DATA TO USE below:

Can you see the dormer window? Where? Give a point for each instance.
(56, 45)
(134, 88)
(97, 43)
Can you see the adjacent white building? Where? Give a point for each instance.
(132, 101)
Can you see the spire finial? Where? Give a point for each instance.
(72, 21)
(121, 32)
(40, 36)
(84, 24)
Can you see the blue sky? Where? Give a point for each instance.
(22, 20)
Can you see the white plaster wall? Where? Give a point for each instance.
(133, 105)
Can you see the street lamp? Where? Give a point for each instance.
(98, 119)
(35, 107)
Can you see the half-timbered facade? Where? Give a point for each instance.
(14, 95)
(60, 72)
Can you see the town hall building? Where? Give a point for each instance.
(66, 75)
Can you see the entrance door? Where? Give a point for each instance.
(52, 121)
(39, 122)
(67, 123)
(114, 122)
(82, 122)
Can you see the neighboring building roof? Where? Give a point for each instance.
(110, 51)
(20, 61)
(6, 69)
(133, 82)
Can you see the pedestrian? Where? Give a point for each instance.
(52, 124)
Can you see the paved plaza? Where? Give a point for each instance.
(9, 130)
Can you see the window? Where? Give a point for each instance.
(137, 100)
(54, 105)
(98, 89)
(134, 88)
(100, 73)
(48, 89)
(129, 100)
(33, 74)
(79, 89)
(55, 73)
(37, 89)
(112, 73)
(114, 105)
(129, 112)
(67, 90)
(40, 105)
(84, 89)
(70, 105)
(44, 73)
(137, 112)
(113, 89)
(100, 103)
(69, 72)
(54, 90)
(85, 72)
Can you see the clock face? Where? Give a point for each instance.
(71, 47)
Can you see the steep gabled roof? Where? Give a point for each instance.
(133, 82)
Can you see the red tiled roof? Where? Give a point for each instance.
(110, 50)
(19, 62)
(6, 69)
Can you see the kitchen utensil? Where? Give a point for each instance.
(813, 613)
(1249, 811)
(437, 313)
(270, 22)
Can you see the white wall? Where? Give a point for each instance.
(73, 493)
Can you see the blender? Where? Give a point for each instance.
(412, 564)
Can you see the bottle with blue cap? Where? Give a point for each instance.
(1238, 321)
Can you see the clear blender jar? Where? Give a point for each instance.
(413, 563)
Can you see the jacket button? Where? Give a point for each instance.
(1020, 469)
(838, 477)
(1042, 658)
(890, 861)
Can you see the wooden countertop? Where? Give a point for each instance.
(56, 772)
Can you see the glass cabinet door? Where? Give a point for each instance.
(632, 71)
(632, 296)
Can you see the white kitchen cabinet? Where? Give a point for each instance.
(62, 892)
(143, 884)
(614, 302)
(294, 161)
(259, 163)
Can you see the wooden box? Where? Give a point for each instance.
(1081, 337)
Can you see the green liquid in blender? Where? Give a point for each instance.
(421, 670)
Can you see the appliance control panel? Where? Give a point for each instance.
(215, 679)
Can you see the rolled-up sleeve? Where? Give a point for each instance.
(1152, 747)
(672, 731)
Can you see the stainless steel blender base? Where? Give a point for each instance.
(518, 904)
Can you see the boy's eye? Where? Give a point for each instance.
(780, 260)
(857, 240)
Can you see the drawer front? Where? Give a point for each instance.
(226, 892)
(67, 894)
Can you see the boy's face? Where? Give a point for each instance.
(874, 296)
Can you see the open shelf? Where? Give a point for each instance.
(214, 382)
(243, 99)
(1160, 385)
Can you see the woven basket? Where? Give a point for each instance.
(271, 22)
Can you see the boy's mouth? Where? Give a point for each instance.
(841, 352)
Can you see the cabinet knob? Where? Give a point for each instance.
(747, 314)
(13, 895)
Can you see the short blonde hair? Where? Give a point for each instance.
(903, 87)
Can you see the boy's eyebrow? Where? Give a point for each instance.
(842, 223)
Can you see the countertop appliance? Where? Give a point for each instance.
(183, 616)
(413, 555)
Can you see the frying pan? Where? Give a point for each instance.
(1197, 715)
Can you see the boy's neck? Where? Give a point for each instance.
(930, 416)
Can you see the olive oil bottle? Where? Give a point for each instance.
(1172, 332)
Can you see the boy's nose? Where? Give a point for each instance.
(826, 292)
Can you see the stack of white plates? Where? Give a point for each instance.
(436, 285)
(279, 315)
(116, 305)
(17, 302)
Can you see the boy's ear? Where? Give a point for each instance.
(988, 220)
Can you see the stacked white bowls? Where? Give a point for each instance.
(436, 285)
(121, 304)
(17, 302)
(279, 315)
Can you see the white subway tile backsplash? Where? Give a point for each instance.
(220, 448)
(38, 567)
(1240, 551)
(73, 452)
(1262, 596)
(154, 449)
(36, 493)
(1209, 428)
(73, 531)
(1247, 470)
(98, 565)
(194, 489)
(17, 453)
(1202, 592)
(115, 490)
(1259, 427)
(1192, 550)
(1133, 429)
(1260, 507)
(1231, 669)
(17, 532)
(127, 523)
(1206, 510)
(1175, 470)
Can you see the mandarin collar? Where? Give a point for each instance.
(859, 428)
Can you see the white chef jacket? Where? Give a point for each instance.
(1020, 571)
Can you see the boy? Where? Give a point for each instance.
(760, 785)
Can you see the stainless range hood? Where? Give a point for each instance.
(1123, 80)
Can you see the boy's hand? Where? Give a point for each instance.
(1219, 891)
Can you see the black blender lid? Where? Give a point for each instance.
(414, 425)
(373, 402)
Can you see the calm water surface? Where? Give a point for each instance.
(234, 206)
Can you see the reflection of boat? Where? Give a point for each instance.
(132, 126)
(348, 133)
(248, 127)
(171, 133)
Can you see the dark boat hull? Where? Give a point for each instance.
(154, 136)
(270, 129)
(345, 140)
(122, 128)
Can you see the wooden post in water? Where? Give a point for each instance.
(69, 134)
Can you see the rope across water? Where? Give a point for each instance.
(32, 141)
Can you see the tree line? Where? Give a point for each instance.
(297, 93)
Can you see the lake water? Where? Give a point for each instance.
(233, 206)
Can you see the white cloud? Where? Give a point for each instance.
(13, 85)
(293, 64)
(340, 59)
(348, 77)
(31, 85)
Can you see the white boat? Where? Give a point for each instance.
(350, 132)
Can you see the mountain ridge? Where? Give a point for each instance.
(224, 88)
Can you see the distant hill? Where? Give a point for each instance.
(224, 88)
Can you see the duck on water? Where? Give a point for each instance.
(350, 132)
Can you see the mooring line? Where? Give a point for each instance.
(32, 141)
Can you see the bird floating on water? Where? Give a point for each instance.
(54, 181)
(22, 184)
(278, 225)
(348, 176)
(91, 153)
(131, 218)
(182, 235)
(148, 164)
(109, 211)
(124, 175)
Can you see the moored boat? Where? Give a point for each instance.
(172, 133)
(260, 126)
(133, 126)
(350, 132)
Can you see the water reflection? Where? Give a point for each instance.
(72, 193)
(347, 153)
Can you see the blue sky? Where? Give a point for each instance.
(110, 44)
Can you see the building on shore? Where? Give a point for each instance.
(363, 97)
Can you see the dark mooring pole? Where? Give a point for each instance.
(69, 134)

End of DATA TO USE.

◆ **PROBLEM DESCRIPTION**
In full and word for word, write out the data above.

◆ **TASK RESPONSE**
Can you see the dormer window? Where? Give a point for each instance.
(56, 45)
(134, 88)
(97, 43)
Can you see the adjacent white building? Where? Give a point for each instance.
(132, 101)
Can you see the spire finial? Where? Give a point for each instance.
(72, 21)
(121, 32)
(40, 36)
(84, 24)
Can you see the blue sky? Where? Give a point for each instance.
(22, 20)
Can you see the white plaster wall? Where? Give a point for each instance.
(133, 105)
Can you see the street lamp? Where? Give a point for each instance.
(98, 119)
(35, 107)
Can you see the half-timbered facade? Where? Give a point for each instance.
(14, 95)
(60, 72)
Can you see the town hall building? Where? Give a point for each instance.
(66, 75)
Can you see the entrance door? Where? Give a point for each instance.
(52, 121)
(39, 122)
(67, 123)
(114, 122)
(82, 122)
Can you see the neighboring building roof? Where? Give a point for each instance.
(110, 51)
(20, 61)
(6, 69)
(133, 82)
Can you see the pedestrian? Where? Give a point for each instance.
(52, 124)
Can you see the paved plaza? Where? Give a point for each instance.
(9, 130)
Can you see the window? Where? Give a point for each instance.
(137, 100)
(54, 105)
(98, 89)
(134, 88)
(100, 73)
(48, 89)
(129, 100)
(33, 74)
(79, 89)
(55, 73)
(37, 89)
(112, 73)
(114, 105)
(129, 112)
(67, 90)
(40, 105)
(84, 89)
(70, 105)
(44, 73)
(137, 112)
(113, 89)
(100, 103)
(69, 72)
(54, 90)
(85, 72)
Can you see the clock face? Where? Give a point for each instance.
(71, 47)
Can you see the steep gabled roof? Where? Give a point for each instance.
(133, 82)
Can you see the red tiled roof? Where? Give a point for each instance.
(110, 50)
(19, 62)
(6, 69)
Can you see the kitchen utensil? Where? Give a point for each instance.
(813, 613)
(1249, 811)
(437, 313)
(270, 22)
Can you see the white wall? Where? Give a point for each instance.
(73, 493)
Can you see the blender? Where? Give a point for each instance.
(412, 564)
Can you see the bottle with blue cap? Where? Give a point for each instance.
(1238, 321)
Can you see the clear blender jar? Where? Give a point for each instance.
(413, 563)
Can you see the jacket button? Where? Give a point for each instance.
(1020, 469)
(838, 477)
(1042, 658)
(890, 861)
Can you see the wooden countertop? Where? Give a point for each instance.
(56, 772)
Can you see the glass cabinet door? Where? Give a point for each instance.
(632, 71)
(632, 296)
Can you see the white kitchen cabinet? Where? Give a point for each instance.
(62, 892)
(143, 884)
(614, 302)
(294, 161)
(259, 163)
Can you see the wooden box? Where? Give a point for each instance.
(1081, 337)
Can you see the green liquid in blender? Where? Give a point for each instance.
(421, 670)
Can you see the appliance control panel? Where? Give a point for each instance.
(215, 679)
Can you see the rolled-up sleeve? Where? Give a point for each instance.
(1152, 747)
(672, 731)
Can you see the stainless steel blender base? Where? Give a point for each instance.
(518, 904)
Can you see the boy's eye? Where? Give a point for each instance.
(780, 260)
(857, 240)
Can you see the drawer front? Where? Give a point for each instance.
(226, 892)
(67, 894)
Can you see the boy's face? Where? Give a point for each instance.
(874, 296)
Can you see the open shelf? Where? Give a point for each instance.
(214, 382)
(243, 99)
(1160, 385)
Can you see the woven basket? Where? Give a point for each instance.
(271, 22)
Can you see the boy's mouth? Where? Give a point for each instance.
(841, 352)
Can you see the cabinet knob? Where? Give a point for each instance.
(747, 314)
(13, 895)
Can you see the short blonde hair? Where? Give a point for each instance.
(903, 87)
Can you see the boy's eyebrow? Where? Give a point for each instance.
(842, 223)
Can you see the countertop appliance? Where? Give a point for each instance.
(183, 616)
(413, 555)
Can you see the frying pan? Where? Give a point for each instance.
(1197, 715)
Can you see the boy's neck? Where? Give a point for each instance.
(930, 416)
Can you see the olive oil bottle? Where? Give a point for each instance.
(1172, 332)
Can you see the boy's nose? Where? Give a point for each instance.
(826, 292)
Can you see the stack of white plates? Where? Give a point for each instance.
(436, 285)
(279, 315)
(116, 305)
(17, 302)
Can you see the boy's ear? Where? Give a point for each instance.
(988, 220)
Can you see the stacked white bowls? Where? Give a point for each instance.
(436, 285)
(121, 304)
(17, 302)
(279, 315)
Can you see the white subway tile backsplash? Where? Give a point for each instance.
(220, 448)
(38, 567)
(1240, 551)
(73, 452)
(1262, 596)
(154, 449)
(36, 493)
(1209, 428)
(73, 531)
(1247, 470)
(98, 565)
(194, 489)
(17, 453)
(1202, 592)
(115, 490)
(1259, 427)
(1192, 550)
(1133, 429)
(1260, 507)
(1231, 669)
(17, 532)
(127, 523)
(1206, 510)
(1175, 470)
Can you see the mandarin collar? Where? Give a point for each instance.
(859, 428)
Can you see the white chef jacket? Where? Give a point for each instance.
(1020, 571)
Can you see the boy? Where? Give a point for each instance.
(760, 785)
Can you see the stainless range hood? Where? Give a point for each instance.
(1123, 80)
Can you see the boy's hand? Where? Give a point for each instance.
(1219, 891)
Can you see the black blender lid? Where? Give a point for each instance.
(414, 425)
(373, 402)
Can you see the calm water surface? Where? Give a point for each instance.
(234, 206)
Can you see the reflection of boat? Where? Give a point for each instance.
(132, 126)
(348, 133)
(248, 127)
(171, 133)
Can you see the dark boat hull? Where? Give a point for each instance.
(154, 136)
(270, 129)
(345, 140)
(122, 128)
Can you see the wooden post in water? Where? Give a point for each instance.
(69, 134)
Can you see the rope across water? Where? Give a point for each instance.
(32, 141)
Can you see the tree line? Where? Give a point for each instance.
(297, 93)
Can you see the lake water? Where? Give a point for each instance.
(233, 206)
Can you see the white cloud? Where? Give a point for each instance.
(13, 85)
(293, 64)
(340, 59)
(348, 77)
(31, 85)
Can you see the white boat? Where? Give a point for each instance.
(350, 132)
Can you see the mountain ridge? Where? Give a point for each instance.
(224, 88)
Can you see the distant hill? Where? Give a point for each instance.
(224, 88)
Can you see the duck on water? Where? Give a point for each instance.
(350, 132)
Can you see the mooring line? Where? Give a point for each instance.
(32, 141)
Can you see the bird floating on water? Where? Give a point for each instance.
(54, 181)
(22, 184)
(278, 225)
(348, 176)
(91, 153)
(131, 218)
(182, 235)
(148, 164)
(109, 211)
(124, 175)
Can you see the moored boat? Where? Give a point for each instance.
(172, 133)
(260, 126)
(133, 126)
(350, 132)
Can you see the water reflection? Where? Give a point for each instance.
(72, 193)
(347, 153)
Can you see the blue sky? Where? Give a point for each instance.
(110, 44)
Can you see the building on shore? Where? Give a point for each instance.
(363, 97)
Can you see the dark mooring pole? Where? Give a point for each instance.
(69, 134)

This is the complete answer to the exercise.